#### DATA SHOWN

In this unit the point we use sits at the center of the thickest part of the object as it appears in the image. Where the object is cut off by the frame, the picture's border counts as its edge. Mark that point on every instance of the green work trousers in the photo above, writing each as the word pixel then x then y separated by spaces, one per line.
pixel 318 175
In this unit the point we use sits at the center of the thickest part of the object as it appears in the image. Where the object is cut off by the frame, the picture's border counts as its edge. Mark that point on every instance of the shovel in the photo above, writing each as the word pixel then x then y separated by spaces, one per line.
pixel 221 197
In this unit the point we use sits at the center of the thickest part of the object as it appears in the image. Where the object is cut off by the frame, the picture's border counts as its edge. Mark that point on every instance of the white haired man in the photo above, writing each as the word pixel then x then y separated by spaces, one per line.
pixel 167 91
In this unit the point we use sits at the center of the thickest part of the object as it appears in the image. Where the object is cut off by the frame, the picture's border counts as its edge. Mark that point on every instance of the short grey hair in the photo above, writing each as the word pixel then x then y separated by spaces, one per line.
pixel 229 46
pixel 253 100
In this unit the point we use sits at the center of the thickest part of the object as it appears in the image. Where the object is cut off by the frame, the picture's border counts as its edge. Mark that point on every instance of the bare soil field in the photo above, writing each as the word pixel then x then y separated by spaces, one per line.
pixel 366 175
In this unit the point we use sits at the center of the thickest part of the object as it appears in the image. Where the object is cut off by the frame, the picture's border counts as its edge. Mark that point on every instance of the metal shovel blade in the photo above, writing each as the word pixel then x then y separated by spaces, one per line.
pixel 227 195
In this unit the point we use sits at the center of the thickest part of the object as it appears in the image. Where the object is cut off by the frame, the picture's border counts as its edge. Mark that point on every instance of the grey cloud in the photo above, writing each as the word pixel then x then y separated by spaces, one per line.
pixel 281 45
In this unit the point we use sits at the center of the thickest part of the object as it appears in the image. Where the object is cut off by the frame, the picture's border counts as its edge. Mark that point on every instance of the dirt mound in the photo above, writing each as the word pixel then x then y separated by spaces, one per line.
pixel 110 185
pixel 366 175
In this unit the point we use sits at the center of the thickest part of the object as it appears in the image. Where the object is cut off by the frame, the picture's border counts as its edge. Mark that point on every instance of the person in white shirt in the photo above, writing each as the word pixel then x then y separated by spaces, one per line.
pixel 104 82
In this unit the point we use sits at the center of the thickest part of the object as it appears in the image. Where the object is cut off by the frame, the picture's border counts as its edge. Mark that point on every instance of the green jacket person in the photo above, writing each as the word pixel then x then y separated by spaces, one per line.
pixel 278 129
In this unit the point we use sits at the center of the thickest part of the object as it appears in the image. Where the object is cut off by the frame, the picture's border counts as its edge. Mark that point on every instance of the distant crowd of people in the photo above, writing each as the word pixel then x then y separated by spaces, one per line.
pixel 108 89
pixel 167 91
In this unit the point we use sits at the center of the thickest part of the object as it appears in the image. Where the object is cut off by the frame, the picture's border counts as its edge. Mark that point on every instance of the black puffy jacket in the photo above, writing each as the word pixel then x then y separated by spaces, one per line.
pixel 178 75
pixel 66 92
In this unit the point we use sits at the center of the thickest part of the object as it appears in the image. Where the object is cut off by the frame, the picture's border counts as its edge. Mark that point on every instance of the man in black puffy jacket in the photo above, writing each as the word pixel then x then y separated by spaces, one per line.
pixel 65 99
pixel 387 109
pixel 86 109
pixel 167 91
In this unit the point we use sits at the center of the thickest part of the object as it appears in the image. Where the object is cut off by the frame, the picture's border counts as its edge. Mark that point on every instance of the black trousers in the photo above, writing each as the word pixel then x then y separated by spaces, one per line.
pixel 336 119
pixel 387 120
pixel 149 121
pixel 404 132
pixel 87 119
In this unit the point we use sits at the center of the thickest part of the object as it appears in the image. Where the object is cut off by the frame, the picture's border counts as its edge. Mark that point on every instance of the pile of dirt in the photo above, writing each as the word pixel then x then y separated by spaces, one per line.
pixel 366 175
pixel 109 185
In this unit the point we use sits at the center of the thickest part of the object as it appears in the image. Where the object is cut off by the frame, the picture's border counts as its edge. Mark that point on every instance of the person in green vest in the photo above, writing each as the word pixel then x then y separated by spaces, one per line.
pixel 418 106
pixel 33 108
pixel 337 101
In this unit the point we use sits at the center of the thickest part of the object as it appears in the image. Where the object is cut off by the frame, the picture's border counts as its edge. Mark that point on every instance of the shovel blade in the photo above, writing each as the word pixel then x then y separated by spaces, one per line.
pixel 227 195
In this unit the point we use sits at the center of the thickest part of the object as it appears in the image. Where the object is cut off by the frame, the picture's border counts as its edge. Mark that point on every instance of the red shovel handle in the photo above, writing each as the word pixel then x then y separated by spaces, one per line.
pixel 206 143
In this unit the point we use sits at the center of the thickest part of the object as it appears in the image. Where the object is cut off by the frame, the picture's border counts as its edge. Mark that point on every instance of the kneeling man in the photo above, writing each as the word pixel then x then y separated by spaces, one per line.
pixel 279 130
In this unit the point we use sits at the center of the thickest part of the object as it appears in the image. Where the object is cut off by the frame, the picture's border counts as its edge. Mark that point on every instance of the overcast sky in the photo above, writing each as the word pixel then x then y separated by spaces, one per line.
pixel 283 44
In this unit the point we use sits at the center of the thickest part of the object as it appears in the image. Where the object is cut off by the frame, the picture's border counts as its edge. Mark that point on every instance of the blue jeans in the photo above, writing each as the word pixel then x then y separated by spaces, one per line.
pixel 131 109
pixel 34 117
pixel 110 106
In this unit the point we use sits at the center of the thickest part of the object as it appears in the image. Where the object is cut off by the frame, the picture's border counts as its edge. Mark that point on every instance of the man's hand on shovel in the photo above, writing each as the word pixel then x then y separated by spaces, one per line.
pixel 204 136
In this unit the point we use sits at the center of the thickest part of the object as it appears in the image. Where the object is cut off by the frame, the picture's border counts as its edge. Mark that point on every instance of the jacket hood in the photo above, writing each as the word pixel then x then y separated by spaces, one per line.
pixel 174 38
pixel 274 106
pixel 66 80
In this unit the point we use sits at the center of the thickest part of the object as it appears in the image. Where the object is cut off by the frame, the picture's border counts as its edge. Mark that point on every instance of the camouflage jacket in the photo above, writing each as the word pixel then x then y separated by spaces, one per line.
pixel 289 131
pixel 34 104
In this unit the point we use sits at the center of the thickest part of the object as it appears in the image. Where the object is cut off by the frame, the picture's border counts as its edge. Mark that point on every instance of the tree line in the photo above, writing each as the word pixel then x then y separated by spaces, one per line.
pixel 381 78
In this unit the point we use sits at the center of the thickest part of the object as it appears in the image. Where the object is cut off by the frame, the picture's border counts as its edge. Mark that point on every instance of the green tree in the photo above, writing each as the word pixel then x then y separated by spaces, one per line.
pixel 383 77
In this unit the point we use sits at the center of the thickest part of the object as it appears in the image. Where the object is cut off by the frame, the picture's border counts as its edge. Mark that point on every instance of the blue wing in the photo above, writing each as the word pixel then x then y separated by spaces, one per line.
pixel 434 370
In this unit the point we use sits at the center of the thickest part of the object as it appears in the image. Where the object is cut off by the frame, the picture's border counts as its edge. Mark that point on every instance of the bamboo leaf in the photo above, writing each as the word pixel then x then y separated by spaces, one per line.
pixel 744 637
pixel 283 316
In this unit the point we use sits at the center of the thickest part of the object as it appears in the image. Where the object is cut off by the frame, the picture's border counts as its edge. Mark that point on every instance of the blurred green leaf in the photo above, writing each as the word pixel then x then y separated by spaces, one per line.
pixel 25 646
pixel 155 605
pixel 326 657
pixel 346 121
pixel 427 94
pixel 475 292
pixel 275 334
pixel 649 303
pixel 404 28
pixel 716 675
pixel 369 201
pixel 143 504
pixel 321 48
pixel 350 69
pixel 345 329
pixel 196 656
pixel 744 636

########

_WHAT IS REQUIRED_
Return, word for word, the lines of the listing that begin with the line containing "of the grey" and run through the line containing "pixel 281 45", including both of those lines.

_RESPONSE TO THE TASK_
In this unit the point we use sits at the center of the thickest part of the object as it appears in the image. Where the object is cut off by the frame, the picture's border counts as its edge. Mark that point on every instance of the grey cloud in the photo above, writing each as the word pixel then x then y separated by spaces, one per line.
pixel 281 45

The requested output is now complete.